### Source passage
═══

- Born: 26 March 1928 London, England
- Died: 11 October 2007 (aged 79) Oxford, England
- Education: Trinity Hall, Cambridge
- Known for: Description of trisomy 18 syndrome (Edwards syndrome)
- Spouse: Felicity Claire Toussaint
- Children: Four: Vanessa, Conrad, Penelope and Matthew
- Parents: Harold C. Edwards (father); Ida (mother);
- Relatives: A. W. F. Edwards (brother)
- Scientific career
- Fields: Medical genetics
- Institutions: University of Birmingham, Oxford University, Children's Hospital of Philadelphia
- Academic advisors: Lancelot Hogben

= John H. Edwards =

British geneticist (1928–2007)

John Hilton Edwards (26 March 1928 – 11 October 2007) was a British medical geneticist. Edwards reported the first description of a syndrome of multiple congenital malformations associated the presence of an extra chromosome. The extra chromosome belonged to the E group of chromosomes which consisted of chromosomes 16, 17 and 18. The condition is now known as Edwards syndrome or trisomy 18 syndrome.

═══

### Data
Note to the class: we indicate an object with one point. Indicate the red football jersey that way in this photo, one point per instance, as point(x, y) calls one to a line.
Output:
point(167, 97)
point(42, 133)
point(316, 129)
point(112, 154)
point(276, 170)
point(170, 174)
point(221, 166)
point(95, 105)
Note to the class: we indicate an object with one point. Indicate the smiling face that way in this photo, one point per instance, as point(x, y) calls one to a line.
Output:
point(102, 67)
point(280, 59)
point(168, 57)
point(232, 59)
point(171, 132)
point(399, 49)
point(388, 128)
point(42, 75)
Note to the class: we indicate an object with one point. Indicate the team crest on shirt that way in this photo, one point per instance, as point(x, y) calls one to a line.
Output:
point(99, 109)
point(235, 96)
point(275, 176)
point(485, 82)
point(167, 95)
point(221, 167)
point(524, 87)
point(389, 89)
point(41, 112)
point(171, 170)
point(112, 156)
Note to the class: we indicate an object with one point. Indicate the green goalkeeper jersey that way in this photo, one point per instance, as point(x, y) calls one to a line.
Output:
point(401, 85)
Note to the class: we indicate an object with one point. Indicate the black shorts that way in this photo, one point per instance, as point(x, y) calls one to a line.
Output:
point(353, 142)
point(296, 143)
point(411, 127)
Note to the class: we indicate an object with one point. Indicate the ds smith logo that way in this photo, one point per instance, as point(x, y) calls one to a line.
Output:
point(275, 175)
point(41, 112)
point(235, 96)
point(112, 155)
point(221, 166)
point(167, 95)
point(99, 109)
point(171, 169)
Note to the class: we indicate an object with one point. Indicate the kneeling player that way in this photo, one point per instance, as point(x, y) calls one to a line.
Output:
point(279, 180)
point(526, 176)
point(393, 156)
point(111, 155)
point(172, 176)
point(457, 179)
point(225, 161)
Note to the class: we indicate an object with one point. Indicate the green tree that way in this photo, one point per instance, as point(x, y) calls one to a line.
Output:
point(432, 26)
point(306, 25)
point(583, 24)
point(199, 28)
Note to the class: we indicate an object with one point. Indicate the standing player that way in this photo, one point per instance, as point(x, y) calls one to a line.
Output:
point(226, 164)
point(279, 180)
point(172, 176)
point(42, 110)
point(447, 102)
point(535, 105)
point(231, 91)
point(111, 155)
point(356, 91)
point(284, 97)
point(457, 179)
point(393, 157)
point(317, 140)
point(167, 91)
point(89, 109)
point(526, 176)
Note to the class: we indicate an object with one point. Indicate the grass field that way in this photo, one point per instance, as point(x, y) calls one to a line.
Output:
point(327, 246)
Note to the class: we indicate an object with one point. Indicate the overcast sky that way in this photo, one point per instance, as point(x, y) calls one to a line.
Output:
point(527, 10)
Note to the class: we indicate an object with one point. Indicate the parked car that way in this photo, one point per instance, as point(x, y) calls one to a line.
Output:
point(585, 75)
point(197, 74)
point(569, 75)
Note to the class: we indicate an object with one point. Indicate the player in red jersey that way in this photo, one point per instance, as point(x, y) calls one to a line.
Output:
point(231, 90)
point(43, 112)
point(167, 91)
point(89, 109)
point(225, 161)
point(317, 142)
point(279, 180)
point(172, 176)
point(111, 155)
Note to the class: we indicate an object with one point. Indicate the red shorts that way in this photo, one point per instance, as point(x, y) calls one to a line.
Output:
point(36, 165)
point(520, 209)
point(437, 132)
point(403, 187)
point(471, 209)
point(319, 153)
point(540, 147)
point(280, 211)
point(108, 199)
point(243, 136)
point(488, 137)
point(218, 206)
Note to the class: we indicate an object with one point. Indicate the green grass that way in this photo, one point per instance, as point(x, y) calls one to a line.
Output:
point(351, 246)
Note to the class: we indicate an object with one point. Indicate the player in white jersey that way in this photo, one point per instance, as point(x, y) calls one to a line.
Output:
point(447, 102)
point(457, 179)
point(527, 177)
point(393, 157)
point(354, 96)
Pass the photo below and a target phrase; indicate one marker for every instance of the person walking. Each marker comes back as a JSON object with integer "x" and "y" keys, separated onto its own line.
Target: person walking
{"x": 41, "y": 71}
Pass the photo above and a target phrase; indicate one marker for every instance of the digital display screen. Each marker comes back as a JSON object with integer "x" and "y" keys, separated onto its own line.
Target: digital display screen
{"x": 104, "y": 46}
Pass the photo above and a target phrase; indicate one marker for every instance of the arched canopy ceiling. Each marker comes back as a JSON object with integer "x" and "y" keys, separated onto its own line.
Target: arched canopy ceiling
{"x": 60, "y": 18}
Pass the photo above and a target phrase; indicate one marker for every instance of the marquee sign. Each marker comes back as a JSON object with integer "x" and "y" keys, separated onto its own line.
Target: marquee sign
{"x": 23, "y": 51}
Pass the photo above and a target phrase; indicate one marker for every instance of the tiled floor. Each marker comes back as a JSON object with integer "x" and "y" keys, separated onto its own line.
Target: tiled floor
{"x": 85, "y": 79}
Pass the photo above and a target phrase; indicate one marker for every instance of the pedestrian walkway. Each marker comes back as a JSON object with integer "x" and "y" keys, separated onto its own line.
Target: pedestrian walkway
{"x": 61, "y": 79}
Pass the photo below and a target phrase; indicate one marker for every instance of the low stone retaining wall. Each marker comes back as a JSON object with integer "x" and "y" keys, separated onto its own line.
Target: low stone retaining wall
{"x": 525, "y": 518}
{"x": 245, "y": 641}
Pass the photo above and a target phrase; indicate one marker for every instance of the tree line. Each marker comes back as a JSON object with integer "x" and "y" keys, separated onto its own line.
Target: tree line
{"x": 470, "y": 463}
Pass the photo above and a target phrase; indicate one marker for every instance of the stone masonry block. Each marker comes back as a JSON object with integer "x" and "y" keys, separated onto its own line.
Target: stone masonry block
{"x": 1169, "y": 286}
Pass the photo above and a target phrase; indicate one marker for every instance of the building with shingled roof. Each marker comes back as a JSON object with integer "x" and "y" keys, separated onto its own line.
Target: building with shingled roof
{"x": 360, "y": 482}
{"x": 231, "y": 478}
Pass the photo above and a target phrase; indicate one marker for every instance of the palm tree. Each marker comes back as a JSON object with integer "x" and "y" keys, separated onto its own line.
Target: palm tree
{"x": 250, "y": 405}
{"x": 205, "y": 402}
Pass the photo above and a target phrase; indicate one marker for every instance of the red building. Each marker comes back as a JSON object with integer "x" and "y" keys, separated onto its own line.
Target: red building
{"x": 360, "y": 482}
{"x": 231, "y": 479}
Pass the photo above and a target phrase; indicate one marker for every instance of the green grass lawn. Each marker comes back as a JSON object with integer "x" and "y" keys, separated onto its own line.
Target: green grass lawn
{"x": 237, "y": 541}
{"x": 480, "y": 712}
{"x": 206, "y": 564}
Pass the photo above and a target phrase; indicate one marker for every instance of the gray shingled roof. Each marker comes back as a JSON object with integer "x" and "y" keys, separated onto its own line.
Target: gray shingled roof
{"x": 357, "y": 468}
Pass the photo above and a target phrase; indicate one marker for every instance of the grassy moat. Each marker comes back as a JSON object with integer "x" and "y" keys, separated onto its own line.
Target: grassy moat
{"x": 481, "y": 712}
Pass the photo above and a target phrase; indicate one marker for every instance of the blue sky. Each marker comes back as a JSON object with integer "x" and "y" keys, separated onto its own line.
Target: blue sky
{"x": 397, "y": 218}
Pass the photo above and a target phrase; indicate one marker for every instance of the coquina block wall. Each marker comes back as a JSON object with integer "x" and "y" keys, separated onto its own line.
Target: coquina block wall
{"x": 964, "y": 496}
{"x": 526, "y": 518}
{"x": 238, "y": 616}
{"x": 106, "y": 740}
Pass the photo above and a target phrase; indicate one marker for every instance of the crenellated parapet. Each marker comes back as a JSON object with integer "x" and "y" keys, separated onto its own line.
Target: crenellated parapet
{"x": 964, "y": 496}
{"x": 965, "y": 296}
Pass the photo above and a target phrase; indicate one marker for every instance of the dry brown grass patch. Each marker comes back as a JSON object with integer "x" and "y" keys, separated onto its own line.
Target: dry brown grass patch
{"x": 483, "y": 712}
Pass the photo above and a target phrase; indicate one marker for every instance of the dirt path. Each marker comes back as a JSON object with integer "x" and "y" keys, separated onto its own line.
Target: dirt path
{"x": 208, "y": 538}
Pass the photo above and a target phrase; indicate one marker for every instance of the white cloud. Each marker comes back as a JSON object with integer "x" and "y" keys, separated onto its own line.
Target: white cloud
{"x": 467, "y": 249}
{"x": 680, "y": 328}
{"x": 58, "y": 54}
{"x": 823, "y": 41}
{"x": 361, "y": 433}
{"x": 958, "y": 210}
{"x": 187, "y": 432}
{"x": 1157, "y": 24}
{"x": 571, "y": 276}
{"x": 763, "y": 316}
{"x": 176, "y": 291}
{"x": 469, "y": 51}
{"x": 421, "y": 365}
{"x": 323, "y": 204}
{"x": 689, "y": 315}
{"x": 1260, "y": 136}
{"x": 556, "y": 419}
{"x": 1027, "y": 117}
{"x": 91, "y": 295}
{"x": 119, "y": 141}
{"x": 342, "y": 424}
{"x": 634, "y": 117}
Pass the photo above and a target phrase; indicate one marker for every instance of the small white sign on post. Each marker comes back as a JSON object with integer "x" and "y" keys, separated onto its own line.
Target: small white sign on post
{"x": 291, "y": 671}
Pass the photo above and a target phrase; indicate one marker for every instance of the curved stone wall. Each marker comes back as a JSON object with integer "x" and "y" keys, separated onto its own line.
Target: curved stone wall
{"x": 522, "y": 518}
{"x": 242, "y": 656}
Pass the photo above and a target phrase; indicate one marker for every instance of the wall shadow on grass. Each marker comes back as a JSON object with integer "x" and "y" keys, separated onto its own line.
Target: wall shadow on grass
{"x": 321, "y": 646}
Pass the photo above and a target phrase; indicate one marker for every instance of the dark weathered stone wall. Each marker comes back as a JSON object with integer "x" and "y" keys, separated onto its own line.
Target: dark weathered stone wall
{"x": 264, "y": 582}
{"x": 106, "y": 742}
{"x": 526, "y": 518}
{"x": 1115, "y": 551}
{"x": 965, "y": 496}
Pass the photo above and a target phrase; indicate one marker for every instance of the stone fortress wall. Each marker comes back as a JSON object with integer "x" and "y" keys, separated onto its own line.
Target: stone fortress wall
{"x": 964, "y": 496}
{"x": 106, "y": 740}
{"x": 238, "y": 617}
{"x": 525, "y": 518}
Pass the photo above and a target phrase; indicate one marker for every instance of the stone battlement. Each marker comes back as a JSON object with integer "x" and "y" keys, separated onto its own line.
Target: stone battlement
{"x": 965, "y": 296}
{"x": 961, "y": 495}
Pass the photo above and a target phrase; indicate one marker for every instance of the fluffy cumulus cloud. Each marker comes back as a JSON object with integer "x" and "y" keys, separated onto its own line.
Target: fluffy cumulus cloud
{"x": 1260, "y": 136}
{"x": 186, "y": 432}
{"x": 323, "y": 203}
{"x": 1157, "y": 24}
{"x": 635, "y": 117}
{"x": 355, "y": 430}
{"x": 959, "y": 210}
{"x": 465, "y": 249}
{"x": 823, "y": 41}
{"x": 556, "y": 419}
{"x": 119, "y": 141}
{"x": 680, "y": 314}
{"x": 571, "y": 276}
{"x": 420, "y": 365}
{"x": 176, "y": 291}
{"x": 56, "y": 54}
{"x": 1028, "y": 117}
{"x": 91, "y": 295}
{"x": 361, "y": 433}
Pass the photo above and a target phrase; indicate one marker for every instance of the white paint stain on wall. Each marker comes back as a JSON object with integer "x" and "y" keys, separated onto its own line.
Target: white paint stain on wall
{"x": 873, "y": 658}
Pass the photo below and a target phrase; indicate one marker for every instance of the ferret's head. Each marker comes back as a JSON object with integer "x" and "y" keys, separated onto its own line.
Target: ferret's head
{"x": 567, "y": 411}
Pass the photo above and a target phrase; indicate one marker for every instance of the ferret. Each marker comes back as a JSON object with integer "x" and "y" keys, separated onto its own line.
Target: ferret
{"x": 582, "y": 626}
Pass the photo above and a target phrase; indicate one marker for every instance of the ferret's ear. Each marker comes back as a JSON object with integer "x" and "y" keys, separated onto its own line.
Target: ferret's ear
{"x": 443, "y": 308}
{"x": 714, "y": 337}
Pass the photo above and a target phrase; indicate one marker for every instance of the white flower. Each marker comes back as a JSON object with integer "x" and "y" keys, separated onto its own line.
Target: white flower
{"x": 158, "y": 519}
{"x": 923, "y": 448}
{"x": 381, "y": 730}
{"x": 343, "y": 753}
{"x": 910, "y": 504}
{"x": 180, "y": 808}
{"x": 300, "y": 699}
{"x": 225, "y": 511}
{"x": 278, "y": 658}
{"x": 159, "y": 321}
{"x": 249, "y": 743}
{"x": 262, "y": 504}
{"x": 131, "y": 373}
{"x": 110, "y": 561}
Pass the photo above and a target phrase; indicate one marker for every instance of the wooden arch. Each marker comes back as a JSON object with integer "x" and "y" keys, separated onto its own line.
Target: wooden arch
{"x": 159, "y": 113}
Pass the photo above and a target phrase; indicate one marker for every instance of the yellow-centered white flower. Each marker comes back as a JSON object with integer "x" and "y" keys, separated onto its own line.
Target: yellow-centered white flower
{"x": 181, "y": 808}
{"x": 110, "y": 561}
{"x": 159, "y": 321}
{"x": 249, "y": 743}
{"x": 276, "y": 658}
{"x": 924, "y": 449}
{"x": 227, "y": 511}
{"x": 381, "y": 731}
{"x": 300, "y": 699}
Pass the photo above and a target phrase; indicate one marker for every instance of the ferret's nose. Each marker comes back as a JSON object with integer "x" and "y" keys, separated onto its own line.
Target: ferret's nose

═══

### Assignment 1
In the John H. Edwards biography, which group of chromosomes did the extra chromosome belong to?
### Assignment 2
Echo the stretch of the John H. Edwards biography from "- Spouse: Felicity" through "trisomy 18 syndrome.".

### Exercise answer 1
The E group of chromosomes.

### Exercise answer 2
- Spouse: Felicity Claire Toussaint
- Children: Four: Vanessa, Conrad, Penelope and Matthew
- Parents: Harold C. Edwards (father); Ida (mother);
- Relatives: A. W. F. Edwards (brother)
- Scientific career
- Fields: Medical genetics
- Institutions: University of Birmingham, Oxford University, Children's Hospital of Philadelphia
- Academic advisors: Lancelot Hogben

= John H. Edwards =

British geneticist (1928–2007)

John Hilton Edwards (26 March 1928 – 11 October 2007) was a British medical geneticist. Edwards reported the first description of a syndrome of multiple congenital malformations associated the presence of an extra chromosome. The extra chromosome belonged to the E group of chromosomes which consisted of chromosomes 16, 17 and 18. The condition is now known as Edwards syndrome or trisomy 18 syndrome.